--- Exercise materials ---

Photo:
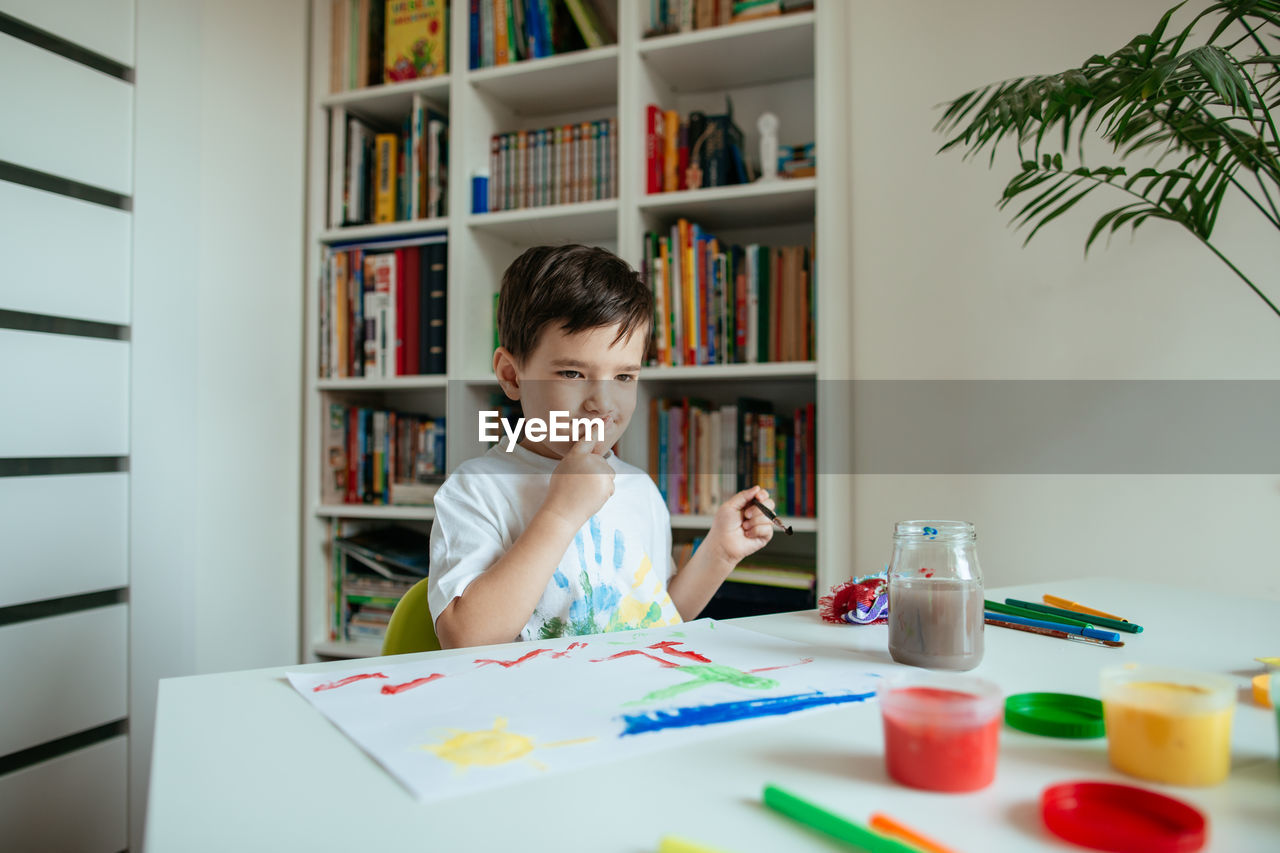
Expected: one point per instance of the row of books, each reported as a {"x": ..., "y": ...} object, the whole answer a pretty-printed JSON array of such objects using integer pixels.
[
  {"x": 380, "y": 456},
  {"x": 728, "y": 304},
  {"x": 380, "y": 177},
  {"x": 700, "y": 455},
  {"x": 553, "y": 165},
  {"x": 510, "y": 31},
  {"x": 371, "y": 571},
  {"x": 387, "y": 41},
  {"x": 383, "y": 311},
  {"x": 694, "y": 151},
  {"x": 685, "y": 16}
]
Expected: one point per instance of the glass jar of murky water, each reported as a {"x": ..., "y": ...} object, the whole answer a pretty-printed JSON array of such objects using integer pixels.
[{"x": 935, "y": 596}]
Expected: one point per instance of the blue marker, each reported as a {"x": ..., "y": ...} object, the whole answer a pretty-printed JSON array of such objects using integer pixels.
[{"x": 1093, "y": 633}]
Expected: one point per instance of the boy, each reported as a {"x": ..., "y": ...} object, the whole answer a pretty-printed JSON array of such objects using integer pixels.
[{"x": 554, "y": 538}]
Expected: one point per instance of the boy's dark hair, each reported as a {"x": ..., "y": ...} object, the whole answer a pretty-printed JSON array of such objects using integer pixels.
[{"x": 575, "y": 288}]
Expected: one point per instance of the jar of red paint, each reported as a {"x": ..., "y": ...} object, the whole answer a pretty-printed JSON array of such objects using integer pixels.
[{"x": 941, "y": 729}]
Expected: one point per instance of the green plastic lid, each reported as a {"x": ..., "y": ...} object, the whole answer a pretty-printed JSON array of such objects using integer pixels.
[{"x": 1055, "y": 715}]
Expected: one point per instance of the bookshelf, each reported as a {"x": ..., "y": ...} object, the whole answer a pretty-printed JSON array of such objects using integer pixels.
[{"x": 791, "y": 64}]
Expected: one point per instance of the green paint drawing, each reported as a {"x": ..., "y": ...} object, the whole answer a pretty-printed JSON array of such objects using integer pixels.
[{"x": 707, "y": 674}]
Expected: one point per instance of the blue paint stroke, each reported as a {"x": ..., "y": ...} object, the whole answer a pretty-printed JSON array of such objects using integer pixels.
[
  {"x": 594, "y": 524},
  {"x": 707, "y": 715}
]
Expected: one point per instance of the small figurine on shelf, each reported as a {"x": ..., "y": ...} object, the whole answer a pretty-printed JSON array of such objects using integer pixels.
[{"x": 768, "y": 127}]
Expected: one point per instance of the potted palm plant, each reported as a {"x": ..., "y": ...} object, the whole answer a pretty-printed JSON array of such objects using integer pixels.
[{"x": 1198, "y": 110}]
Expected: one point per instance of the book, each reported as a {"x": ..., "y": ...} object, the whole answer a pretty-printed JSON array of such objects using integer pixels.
[
  {"x": 588, "y": 21},
  {"x": 416, "y": 39},
  {"x": 337, "y": 165},
  {"x": 437, "y": 279},
  {"x": 412, "y": 291},
  {"x": 393, "y": 550},
  {"x": 360, "y": 144},
  {"x": 333, "y": 474},
  {"x": 384, "y": 172},
  {"x": 501, "y": 55},
  {"x": 670, "y": 153},
  {"x": 338, "y": 21}
]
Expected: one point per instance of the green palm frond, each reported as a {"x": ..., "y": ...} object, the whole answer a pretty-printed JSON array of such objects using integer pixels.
[{"x": 1201, "y": 112}]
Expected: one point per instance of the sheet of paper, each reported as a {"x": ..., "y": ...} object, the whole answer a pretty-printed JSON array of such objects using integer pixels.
[{"x": 464, "y": 724}]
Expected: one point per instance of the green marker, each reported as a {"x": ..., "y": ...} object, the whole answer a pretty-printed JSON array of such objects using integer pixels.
[
  {"x": 1025, "y": 612},
  {"x": 835, "y": 825},
  {"x": 1057, "y": 614}
]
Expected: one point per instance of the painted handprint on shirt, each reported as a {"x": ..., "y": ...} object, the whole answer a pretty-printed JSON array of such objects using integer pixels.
[{"x": 607, "y": 603}]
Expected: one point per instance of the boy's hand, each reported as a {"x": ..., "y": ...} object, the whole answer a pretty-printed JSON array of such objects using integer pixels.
[
  {"x": 739, "y": 528},
  {"x": 580, "y": 484}
]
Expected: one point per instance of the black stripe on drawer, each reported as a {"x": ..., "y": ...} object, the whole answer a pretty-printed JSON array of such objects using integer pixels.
[
  {"x": 67, "y": 49},
  {"x": 24, "y": 322},
  {"x": 62, "y": 606},
  {"x": 56, "y": 748},
  {"x": 54, "y": 465},
  {"x": 37, "y": 179}
]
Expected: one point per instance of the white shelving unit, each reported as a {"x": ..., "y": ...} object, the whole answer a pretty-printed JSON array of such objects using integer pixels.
[{"x": 791, "y": 65}]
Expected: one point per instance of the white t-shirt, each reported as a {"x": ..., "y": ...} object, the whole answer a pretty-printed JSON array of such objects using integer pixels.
[{"x": 613, "y": 575}]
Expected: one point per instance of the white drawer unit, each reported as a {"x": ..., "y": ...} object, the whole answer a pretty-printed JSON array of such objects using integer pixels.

---

» Challenge: Quote the data above in full, word for word, omitting the pictures.

» Result:
Photo:
Expected: one point per instance of the row of books, each reported as a {"x": ..., "y": ...} object, the whole answer a pretty-printed JSON array of such objects using integer pixels.
[
  {"x": 380, "y": 456},
  {"x": 728, "y": 304},
  {"x": 380, "y": 177},
  {"x": 700, "y": 455},
  {"x": 553, "y": 165},
  {"x": 510, "y": 31},
  {"x": 371, "y": 571},
  {"x": 387, "y": 41},
  {"x": 383, "y": 311},
  {"x": 694, "y": 151},
  {"x": 685, "y": 16}
]
Expected: one point per instance of the glass jar of murky water, each reported as a {"x": ..., "y": ...} object, the whole answer a pretty-printed JSON array of such objects using integer pixels.
[{"x": 935, "y": 596}]
Expected: one point per instance of the blue marker, each reported as a {"x": ..., "y": ...} object, the whole answer a pretty-printed JSON array of such objects using integer pixels.
[{"x": 1093, "y": 633}]
Expected: one point per instance of the boy, each reported as a {"x": ..., "y": ...} object, the whole answer a pretty-printed JSON array of such objects using integer pixels.
[{"x": 554, "y": 538}]
Expected: one point per instance of the boy's dark hair, each reported as a {"x": ..., "y": ...} object, the whole answer a pretty-printed JSON array of such objects using integer pixels.
[{"x": 575, "y": 288}]
Expected: one point per instance of the jar of red paint, each reported as a {"x": ..., "y": ...} object, the whole answer a pretty-printed JSON array of such objects using integer pixels.
[{"x": 941, "y": 729}]
Expected: one point per instance of the green plastic lid, each reported as a {"x": ..., "y": ...} object, the whole answer a pretty-printed JSON array of such objects using integer pixels.
[{"x": 1055, "y": 715}]
Expected: one point per instance of the bookshelf, each reported as a {"x": ..., "y": ...} object, the whole answer a pretty-printed JSON array of such objects using integer pixels.
[{"x": 791, "y": 64}]
Expected: one point per instance of the green paint drawing, each reported as a {"x": ..., "y": ...} object, the whole answer a pretty-printed JSON array of such objects using integer pixels.
[{"x": 707, "y": 674}]
Expected: one point per instance of the blue paint stroke, each reported as a {"x": ..., "y": ...} object, the whole answer a pretty-printed JSON array of such objects using integer pixels.
[
  {"x": 594, "y": 524},
  {"x": 707, "y": 715}
]
Expected: one point per instance of the small figurine on shelf, each reported as a {"x": ..., "y": ...} object, the whole answer a pretty-printed JSON array of such objects using integer pixels.
[{"x": 768, "y": 127}]
Expected: one point per instance of the potted palm plant, each reported as a {"x": ..., "y": ...} object, the whole answer a pretty-printed JSON array of such objects using integer pixels.
[{"x": 1198, "y": 110}]
Expected: one point per instance of the book, each reported as a {"x": ..., "y": ...} object, the whole answer a pretty-printed JSON array of such objects using integer pixels.
[
  {"x": 588, "y": 21},
  {"x": 416, "y": 39},
  {"x": 337, "y": 165},
  {"x": 437, "y": 279},
  {"x": 412, "y": 291},
  {"x": 393, "y": 550},
  {"x": 360, "y": 144},
  {"x": 333, "y": 474},
  {"x": 384, "y": 172},
  {"x": 501, "y": 55},
  {"x": 670, "y": 153},
  {"x": 338, "y": 21}
]
Expected: one point per instance of the green palm frond, each reported as a {"x": ..., "y": ...} object, the whole answer a pretty-printed JSON array of such objects using integer pixels.
[{"x": 1201, "y": 112}]
Expected: one point per instance of the sheet of paper, each reported as a {"x": ..., "y": ...} object, the whole answer a pretty-printed JSON array of such objects using integer pixels.
[{"x": 464, "y": 724}]
Expected: one point per instance of the green marker, each reported as a {"x": ..., "y": ...} object, the whole answer a pretty-printed JSON array of such objects using integer pixels.
[
  {"x": 1025, "y": 612},
  {"x": 835, "y": 825},
  {"x": 1057, "y": 614}
]
Expected: one point per instance of the painted handprint on shirt, each reported as a {"x": ..., "y": ...} object, the whole answer a pretty-printed JSON array of such objects using integer pixels.
[{"x": 607, "y": 603}]
Expected: one point per instance of the boy's hand, each reported as a {"x": ..., "y": ...} object, the whole answer a pretty-printed JSON array of such objects using integer pixels.
[
  {"x": 739, "y": 528},
  {"x": 580, "y": 484}
]
Expected: one point per instance of the black stripe on drawer, each reported as a {"x": ..., "y": ...} object, the whole answer a pretty-printed JSON array of such objects using integer pixels.
[
  {"x": 67, "y": 49},
  {"x": 24, "y": 322},
  {"x": 62, "y": 606},
  {"x": 56, "y": 748},
  {"x": 54, "y": 465},
  {"x": 37, "y": 179}
]
Expected: one point per instance of the white shelving unit, each reported as a {"x": ..., "y": ...} object, the whole answer a pretty-printed JSON array of such objects using integer pixels.
[{"x": 791, "y": 65}]
Expected: one point per instance of the white t-shirt, each reported as a {"x": ..., "y": ...} object, the whole answer a pretty-printed JSON array of such objects using integer pixels.
[{"x": 613, "y": 575}]
Expected: one point per instance of the white drawer unit, each reported as a {"x": ..., "y": ...} object, the whole answer a pretty-printed JSON array of such objects using integer pixels.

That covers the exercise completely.